> [Testo fornito]
--- --- ---

Figlia di un pugliese e di una toscana, suo padre appartiene a una famiglia di piccoli industriali nel settore della concia delle pelli, che viene travolta dalla crisi economico-finanziaria dei primi anni trenta.[6] I suoi genitori nel 1933 si risolvono così a trasferirsi a Firenze; mantengono tuttavia l'abitudine di effettuare soggiorni in Puglia, che si prolungano dai mesi estivi fino a settembre, quando si tiene la Fiera del Levante, frequentata dal padre per motivi professionali.[7] Questo appuntamento annuale assicura alla piccola Cecilia la possibilità di sperimentare, nella casa di campagna del nonno paterno, una libertà che le è di fatto negata in Toscana: sebbene più ricca di opportunità, la Firenze della micronobilità materna la imbriglia in regole sociali che a Mola appaiono invece sospese, permettendole così di frequentare con la stessa naturalezza le case dei possidenti e i figli dei contadini.[6] Suo padre, del resto, dopo la partecipazione alla prima guerra mondiale ha assunto posizioni pacifiste e si è legato al socialismo riformista di Leonida Bissolati, mantenendo negli anni del fascismo se non un'esplicita distanza, almeno un distacco disincantato verso parate e camicie nere, retorica della romanità e fantasticherie sui radiosi destini che attendono la Patria.

--- --- ---

> [Materiale fornito]
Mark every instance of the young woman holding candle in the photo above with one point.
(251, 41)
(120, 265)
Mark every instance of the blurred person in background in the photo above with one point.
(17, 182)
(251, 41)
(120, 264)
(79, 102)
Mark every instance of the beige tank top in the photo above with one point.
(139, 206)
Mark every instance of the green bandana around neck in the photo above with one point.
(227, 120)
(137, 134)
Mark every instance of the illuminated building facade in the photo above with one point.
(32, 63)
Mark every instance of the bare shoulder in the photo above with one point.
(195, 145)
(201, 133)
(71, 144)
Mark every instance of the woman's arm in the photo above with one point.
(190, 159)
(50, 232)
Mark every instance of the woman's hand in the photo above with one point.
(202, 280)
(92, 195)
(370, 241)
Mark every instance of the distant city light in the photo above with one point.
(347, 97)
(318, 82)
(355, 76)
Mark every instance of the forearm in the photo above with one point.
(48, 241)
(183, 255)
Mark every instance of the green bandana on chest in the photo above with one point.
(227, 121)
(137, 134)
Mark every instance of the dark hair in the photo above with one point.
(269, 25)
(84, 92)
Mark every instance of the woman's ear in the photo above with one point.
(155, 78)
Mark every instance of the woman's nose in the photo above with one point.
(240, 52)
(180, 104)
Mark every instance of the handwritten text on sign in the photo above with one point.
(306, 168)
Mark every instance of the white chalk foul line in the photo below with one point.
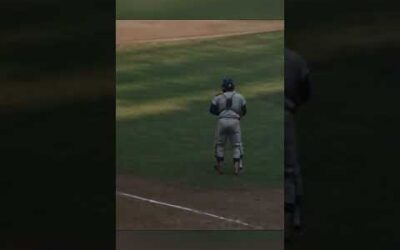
(189, 210)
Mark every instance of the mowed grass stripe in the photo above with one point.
(199, 9)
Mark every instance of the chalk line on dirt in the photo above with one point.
(239, 222)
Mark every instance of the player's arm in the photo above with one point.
(214, 108)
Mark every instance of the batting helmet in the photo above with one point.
(227, 85)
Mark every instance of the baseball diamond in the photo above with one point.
(165, 134)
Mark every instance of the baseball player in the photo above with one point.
(297, 92)
(230, 107)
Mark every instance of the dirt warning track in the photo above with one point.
(135, 31)
(145, 204)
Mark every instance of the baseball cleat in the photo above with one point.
(241, 167)
(218, 169)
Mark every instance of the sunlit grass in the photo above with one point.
(164, 129)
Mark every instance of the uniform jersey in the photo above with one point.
(236, 109)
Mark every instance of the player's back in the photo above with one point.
(230, 104)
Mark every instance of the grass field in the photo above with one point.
(199, 9)
(164, 130)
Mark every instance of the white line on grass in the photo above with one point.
(189, 210)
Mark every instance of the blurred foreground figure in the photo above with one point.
(297, 92)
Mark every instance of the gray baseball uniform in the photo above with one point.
(230, 109)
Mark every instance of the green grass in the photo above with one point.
(164, 130)
(199, 9)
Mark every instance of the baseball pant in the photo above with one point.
(228, 129)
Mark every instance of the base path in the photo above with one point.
(145, 204)
(137, 31)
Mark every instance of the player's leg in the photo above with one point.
(235, 138)
(293, 182)
(241, 165)
(220, 140)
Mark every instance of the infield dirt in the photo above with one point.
(129, 32)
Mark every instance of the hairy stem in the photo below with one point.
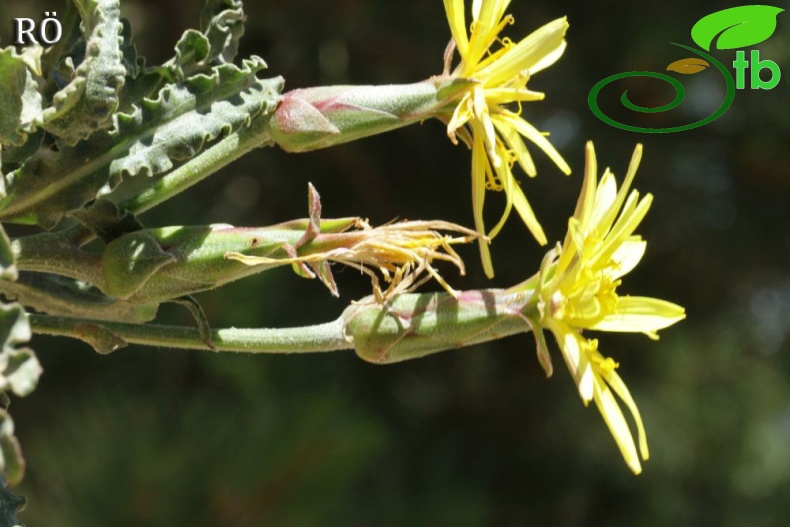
(306, 339)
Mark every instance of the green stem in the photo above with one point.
(198, 168)
(306, 339)
(407, 327)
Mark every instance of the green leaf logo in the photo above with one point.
(738, 27)
(688, 66)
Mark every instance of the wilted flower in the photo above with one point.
(403, 253)
(487, 116)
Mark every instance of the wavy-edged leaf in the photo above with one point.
(150, 140)
(20, 100)
(8, 269)
(88, 102)
(688, 66)
(99, 337)
(737, 27)
(12, 465)
(222, 21)
(62, 296)
(106, 220)
(19, 367)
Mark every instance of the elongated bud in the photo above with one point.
(415, 325)
(313, 118)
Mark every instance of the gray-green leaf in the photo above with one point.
(88, 102)
(19, 368)
(20, 100)
(738, 27)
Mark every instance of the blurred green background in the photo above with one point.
(477, 436)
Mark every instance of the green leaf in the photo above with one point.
(7, 266)
(222, 26)
(19, 368)
(106, 220)
(222, 21)
(20, 100)
(738, 27)
(10, 504)
(88, 102)
(149, 140)
(62, 296)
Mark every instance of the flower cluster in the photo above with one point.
(487, 117)
(577, 289)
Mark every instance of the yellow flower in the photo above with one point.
(577, 289)
(483, 118)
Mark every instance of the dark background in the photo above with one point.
(477, 436)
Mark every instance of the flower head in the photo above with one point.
(487, 116)
(577, 290)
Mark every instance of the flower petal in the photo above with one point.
(641, 315)
(533, 53)
(457, 21)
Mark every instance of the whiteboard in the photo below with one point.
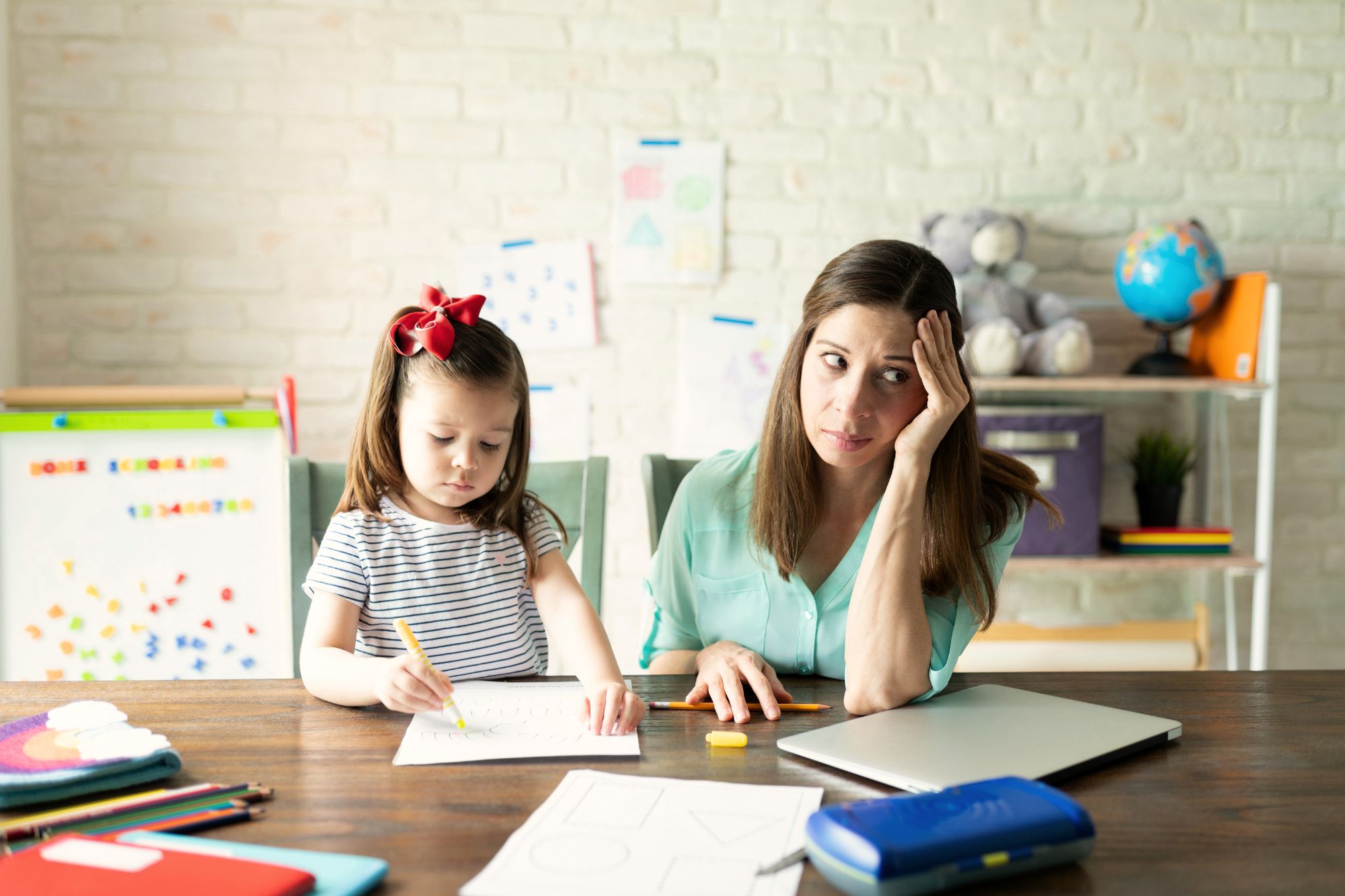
(145, 553)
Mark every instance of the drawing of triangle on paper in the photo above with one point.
(644, 233)
(731, 827)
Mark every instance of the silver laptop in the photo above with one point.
(988, 731)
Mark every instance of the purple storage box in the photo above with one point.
(1063, 446)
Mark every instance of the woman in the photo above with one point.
(866, 534)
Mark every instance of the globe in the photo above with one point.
(1169, 274)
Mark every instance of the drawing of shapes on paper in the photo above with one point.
(693, 193)
(615, 805)
(668, 221)
(540, 294)
(726, 372)
(642, 182)
(579, 854)
(727, 827)
(562, 421)
(664, 853)
(689, 874)
(692, 248)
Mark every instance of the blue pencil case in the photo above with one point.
(80, 748)
(927, 842)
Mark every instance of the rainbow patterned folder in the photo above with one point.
(1168, 540)
(79, 748)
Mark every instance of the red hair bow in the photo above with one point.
(424, 329)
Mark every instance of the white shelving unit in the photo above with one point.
(1213, 397)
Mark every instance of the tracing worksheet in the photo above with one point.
(509, 720)
(603, 833)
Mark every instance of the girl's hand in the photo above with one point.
(611, 708)
(937, 361)
(408, 685)
(720, 671)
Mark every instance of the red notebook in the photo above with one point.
(77, 865)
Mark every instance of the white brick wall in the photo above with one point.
(186, 170)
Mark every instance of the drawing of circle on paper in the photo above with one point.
(692, 194)
(579, 854)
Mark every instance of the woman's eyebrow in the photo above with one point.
(907, 358)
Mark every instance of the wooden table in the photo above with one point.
(1252, 798)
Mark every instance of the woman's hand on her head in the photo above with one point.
(720, 671)
(611, 708)
(937, 361)
(408, 685)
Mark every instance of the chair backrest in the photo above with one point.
(662, 475)
(576, 490)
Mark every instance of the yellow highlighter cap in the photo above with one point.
(727, 739)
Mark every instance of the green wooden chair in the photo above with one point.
(576, 490)
(662, 477)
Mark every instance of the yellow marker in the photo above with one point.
(414, 646)
(727, 739)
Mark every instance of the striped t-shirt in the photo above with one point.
(461, 588)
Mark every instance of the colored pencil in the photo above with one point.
(21, 826)
(232, 799)
(797, 708)
(34, 825)
(201, 821)
(404, 631)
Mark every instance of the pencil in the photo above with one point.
(232, 799)
(414, 646)
(26, 825)
(201, 821)
(796, 708)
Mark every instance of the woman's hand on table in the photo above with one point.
(720, 671)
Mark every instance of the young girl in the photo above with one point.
(436, 528)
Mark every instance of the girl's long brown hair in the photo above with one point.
(482, 357)
(973, 491)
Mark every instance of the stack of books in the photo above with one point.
(1168, 540)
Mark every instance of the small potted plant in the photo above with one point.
(1160, 464)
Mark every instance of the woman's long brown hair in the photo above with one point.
(972, 493)
(482, 357)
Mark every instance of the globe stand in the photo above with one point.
(1163, 361)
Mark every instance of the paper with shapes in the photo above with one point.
(668, 221)
(560, 421)
(540, 294)
(726, 372)
(509, 720)
(603, 833)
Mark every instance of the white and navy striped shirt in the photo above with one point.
(461, 588)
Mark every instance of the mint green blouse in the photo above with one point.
(711, 583)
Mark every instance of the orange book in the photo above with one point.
(1223, 343)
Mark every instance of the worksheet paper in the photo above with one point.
(623, 834)
(509, 720)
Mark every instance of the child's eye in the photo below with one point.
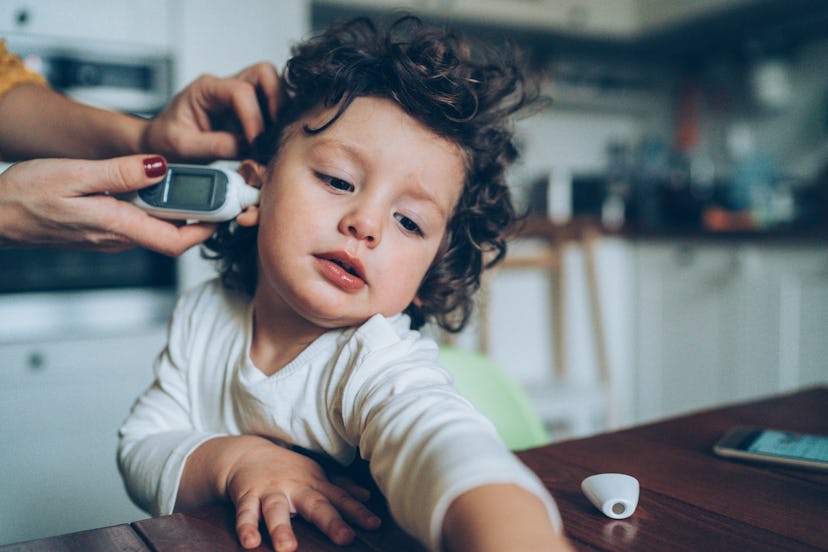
(408, 224)
(337, 183)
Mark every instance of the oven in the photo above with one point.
(47, 293)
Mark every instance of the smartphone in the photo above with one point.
(775, 446)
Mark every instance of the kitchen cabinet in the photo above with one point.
(122, 23)
(600, 19)
(61, 404)
(718, 322)
(585, 17)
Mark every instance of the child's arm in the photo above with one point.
(262, 478)
(500, 517)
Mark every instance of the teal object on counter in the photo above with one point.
(497, 395)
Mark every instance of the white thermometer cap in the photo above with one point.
(615, 494)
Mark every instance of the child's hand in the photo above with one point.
(266, 480)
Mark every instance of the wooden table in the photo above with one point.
(690, 499)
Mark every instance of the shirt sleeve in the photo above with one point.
(159, 434)
(419, 433)
(14, 72)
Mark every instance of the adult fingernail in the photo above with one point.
(155, 166)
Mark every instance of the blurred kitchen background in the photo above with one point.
(674, 257)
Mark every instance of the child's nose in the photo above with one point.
(363, 225)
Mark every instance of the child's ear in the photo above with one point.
(254, 174)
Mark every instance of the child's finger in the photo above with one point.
(276, 509)
(317, 509)
(247, 521)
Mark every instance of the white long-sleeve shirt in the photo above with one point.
(377, 387)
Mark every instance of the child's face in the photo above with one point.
(351, 218)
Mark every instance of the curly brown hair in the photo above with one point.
(463, 92)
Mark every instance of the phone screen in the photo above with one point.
(792, 445)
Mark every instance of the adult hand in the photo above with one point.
(70, 203)
(213, 118)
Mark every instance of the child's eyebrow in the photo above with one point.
(418, 190)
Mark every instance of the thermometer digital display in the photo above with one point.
(196, 192)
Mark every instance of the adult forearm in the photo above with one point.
(39, 122)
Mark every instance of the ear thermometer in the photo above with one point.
(197, 192)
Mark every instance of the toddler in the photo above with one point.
(383, 198)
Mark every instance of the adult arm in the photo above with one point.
(70, 203)
(36, 121)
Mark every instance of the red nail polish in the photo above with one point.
(155, 166)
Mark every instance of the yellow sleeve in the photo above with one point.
(13, 72)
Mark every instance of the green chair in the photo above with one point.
(496, 395)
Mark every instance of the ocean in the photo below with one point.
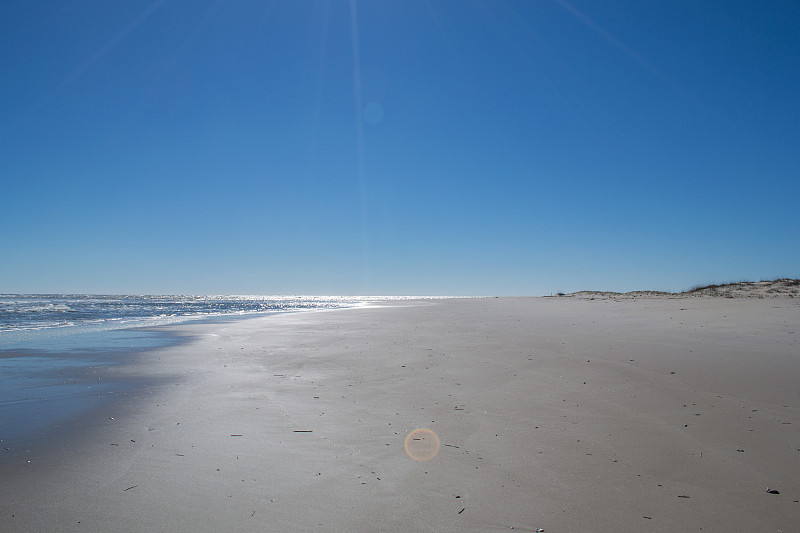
(56, 350)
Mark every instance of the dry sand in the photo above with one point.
(560, 414)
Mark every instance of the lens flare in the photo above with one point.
(422, 444)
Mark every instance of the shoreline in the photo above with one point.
(554, 413)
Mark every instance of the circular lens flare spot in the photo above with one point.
(422, 444)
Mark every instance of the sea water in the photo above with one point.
(56, 349)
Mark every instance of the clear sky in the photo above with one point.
(456, 147)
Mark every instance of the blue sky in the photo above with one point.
(397, 147)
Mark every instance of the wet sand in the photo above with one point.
(561, 414)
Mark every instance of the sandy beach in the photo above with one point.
(591, 413)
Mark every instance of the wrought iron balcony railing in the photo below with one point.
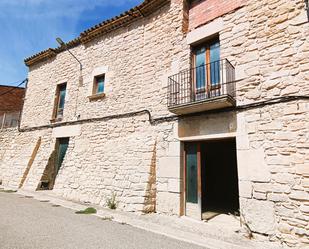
(202, 83)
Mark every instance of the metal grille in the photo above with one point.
(201, 83)
(8, 120)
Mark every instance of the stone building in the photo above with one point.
(11, 103)
(179, 107)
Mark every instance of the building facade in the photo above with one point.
(178, 107)
(11, 103)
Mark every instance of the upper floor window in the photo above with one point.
(207, 66)
(59, 101)
(99, 83)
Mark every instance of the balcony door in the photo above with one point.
(206, 63)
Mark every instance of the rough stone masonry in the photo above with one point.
(140, 161)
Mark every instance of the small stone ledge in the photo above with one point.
(55, 120)
(96, 96)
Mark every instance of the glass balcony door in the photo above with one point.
(207, 68)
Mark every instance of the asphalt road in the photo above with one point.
(28, 223)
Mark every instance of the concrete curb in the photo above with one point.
(137, 221)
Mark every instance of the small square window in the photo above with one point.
(99, 83)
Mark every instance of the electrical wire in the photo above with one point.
(14, 87)
(154, 121)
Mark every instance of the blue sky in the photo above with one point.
(29, 26)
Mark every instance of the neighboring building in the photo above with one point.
(183, 108)
(11, 103)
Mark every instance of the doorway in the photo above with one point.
(54, 163)
(211, 178)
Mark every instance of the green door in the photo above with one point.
(191, 172)
(63, 144)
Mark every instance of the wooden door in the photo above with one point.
(192, 180)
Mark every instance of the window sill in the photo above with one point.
(96, 96)
(55, 120)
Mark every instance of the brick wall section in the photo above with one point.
(203, 11)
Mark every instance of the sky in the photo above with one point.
(30, 26)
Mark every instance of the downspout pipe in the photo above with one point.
(22, 107)
(307, 8)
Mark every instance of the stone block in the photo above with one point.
(252, 166)
(260, 215)
(245, 189)
(174, 185)
(299, 195)
(302, 169)
(173, 149)
(169, 167)
(168, 203)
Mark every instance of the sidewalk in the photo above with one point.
(223, 231)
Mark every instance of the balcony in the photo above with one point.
(207, 87)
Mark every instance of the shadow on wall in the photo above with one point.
(151, 190)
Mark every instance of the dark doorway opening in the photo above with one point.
(54, 163)
(219, 177)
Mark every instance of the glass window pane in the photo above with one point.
(215, 63)
(200, 68)
(100, 84)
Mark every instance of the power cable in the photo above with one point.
(14, 87)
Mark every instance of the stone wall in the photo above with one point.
(204, 11)
(266, 41)
(136, 59)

--- --- ---

> [Compiti da svolgere]
A: Riscrivi in forma più breve il paragrafo del testo sull'infanzia di Cecilia che comincia con "Figlia di un pugliese", mantenendo i fatti principali.
B: Prosegui il testo sull'infanzia di Cecilia partendo dopo la sua ultima frase.

> [Risposte per compito]
A: Cecilia è figlia di padre pugliese e madre toscana. La famiglia paterna, piccoli industriali della concia delle pelli, viene travolta dalla crisi dei primi anni trenta. Nel 1933 i genitori si trasferiscono a Firenze. Continuano però a passare lunghi periodi in Puglia, dall'estate fino a settembre, quando il padre va per lavoro alla Fiera del Levante. Nella casa di campagna del nonno a Mola, Cecilia trova una libertà che a Firenze le manca. Lì le rigide regole sociali dell'ambiente materno sembrano non valere, e lei frequenta sia le case dei possidenti sia i figli dei contadini. Dopo la prima guerra mondiale il padre è diventato pacifista e vicino al socialismo riformista di Leonida Bissolati. Durante il fascismo mantiene un distacco disincantato verso la sua retorica e i suoi riti.

B:
Fin da ragazza, Cecilia Mangini comincia ad interessarsi di fotografia e di cinema[8], soprattutto grazie alla frequentazione dei CineGUF. Alla fine della guerra, viene mandata poco più che adolescente in un collegio svizzero per un soggiorno che le risparmi le durezze della ricostruzione post-bellica: qui ha modo di incontrare fortuitamente il cinema di Jean Renoir e resta folgorata dal suo capolavoro, La grande illusione.[9] Tornata a Firenze, riprende la passione per il cinema e inizia a frequentare i neonati cineclub democratici, che in poco tempo la mettono di fronte alle migliori pellicole del cinema internazionale sino ad allora soggette alla censura fascista. Viene quindi conquistata dal cinema del neorealismo.
Gli anni dei reportage cinematografici
Nel 1952, venticinquenne, si trasferisce a Roma, per lavorare nella federazione nazionale dei cineclub, dove conosce e sposa il regista Lino Del Fra.[10]
A Roma inizia la non usuale attività di fotografa, "non un mestiere per signorine"[11]: soprattutto perché lo interpreta rinunciando alla fotografia di posa in favore di quella di strada, perché proprio "nelle strade l'umanità vive, si dibatte, si diverte, soffre. Tutto questo è a disposizione di chiunque abbia una macchina con un obiettivo"[12]. Un'attività che la porterà a collaborare con importanti riviste cinefile come Il Punto, Cinema Nuovo, Cinema '60, L’Eco del cinema, oltre che a immortalare scatti su e giù per la Penisola.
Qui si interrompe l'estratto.